> Activity:
Exactly the lines from the one that holds "Reviewer note: check that each instance of the hat" to the end of the data below: retype these and nothing else.

[Start of Attachment]

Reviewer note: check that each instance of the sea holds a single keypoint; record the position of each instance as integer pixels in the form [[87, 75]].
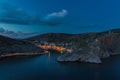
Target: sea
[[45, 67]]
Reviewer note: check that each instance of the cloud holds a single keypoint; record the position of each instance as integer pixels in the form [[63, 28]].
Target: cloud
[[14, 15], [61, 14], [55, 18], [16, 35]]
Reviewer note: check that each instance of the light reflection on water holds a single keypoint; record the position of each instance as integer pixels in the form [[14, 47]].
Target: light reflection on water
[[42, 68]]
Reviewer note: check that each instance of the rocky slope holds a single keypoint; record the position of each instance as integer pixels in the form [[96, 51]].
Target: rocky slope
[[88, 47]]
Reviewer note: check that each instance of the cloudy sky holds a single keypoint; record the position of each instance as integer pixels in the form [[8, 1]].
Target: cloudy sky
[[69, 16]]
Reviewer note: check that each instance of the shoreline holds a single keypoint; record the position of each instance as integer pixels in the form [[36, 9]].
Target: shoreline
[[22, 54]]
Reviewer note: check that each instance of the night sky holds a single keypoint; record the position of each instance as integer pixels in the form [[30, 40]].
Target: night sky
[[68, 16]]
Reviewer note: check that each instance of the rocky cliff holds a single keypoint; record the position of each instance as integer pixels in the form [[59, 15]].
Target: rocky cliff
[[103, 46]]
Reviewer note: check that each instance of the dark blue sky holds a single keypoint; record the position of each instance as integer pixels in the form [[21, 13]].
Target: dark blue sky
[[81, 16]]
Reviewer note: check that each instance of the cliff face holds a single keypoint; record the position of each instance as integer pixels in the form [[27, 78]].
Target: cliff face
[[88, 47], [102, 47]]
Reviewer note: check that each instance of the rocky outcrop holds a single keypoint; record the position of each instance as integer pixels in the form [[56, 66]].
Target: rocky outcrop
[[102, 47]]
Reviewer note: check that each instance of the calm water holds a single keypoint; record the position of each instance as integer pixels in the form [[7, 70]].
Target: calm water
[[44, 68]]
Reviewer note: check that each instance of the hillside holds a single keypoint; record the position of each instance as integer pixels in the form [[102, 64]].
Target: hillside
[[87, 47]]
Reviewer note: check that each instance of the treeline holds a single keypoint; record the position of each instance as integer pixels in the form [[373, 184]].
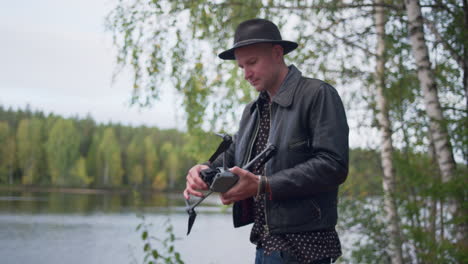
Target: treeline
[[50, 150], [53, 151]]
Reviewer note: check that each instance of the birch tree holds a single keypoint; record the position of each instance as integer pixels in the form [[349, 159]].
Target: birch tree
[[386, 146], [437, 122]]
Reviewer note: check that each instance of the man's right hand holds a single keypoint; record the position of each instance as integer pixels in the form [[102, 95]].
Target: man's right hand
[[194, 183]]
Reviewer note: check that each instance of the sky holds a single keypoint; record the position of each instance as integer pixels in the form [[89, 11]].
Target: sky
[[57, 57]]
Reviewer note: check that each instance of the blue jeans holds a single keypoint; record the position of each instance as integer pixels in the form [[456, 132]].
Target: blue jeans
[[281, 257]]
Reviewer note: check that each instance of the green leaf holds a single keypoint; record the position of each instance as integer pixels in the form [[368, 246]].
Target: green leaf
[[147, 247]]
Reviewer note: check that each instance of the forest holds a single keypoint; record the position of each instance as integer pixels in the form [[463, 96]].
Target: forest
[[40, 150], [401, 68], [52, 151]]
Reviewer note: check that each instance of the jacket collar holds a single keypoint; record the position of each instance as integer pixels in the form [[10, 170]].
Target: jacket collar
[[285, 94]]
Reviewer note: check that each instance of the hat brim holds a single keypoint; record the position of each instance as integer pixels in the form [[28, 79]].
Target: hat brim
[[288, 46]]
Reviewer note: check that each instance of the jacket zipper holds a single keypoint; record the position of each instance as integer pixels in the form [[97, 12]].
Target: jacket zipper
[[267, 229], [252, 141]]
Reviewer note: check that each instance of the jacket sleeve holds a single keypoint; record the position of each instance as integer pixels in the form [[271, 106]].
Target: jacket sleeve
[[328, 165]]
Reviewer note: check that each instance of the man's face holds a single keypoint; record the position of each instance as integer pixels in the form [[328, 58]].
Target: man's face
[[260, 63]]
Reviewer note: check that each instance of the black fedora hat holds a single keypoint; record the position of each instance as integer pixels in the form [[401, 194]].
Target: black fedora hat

[End of Attachment]

> Answer for the task:
Reviewer note: check that each instance of the hat brim holds a single keypoint; record the position of each instance as integer pixels in the form [[28, 79]].
Target: hat brim
[[288, 46]]
Reviewer note: check that each instance of the jacket zipper holds a single keypoint; record the position of each instance as integer pixels in the form [[97, 12]].
Target: jacket zipper
[[267, 229], [252, 141]]
Reviewer note: check that each instance of the jacket sleeve holds a single keypoint; record the position of each instance as integer pixels in the form [[271, 106]].
Target: jacket sleeve
[[328, 165]]
Reviewer note: check that each instance of the man's face holds a single keypoint; record the position of each instance as integer pixels in the form [[328, 58]].
Target: man's face
[[260, 63]]
Reviewer note: check that each instance of the black fedora hat holds a single keypoint; record the position of each instance as integer pixels in the form [[401, 194]].
Target: black fedora hat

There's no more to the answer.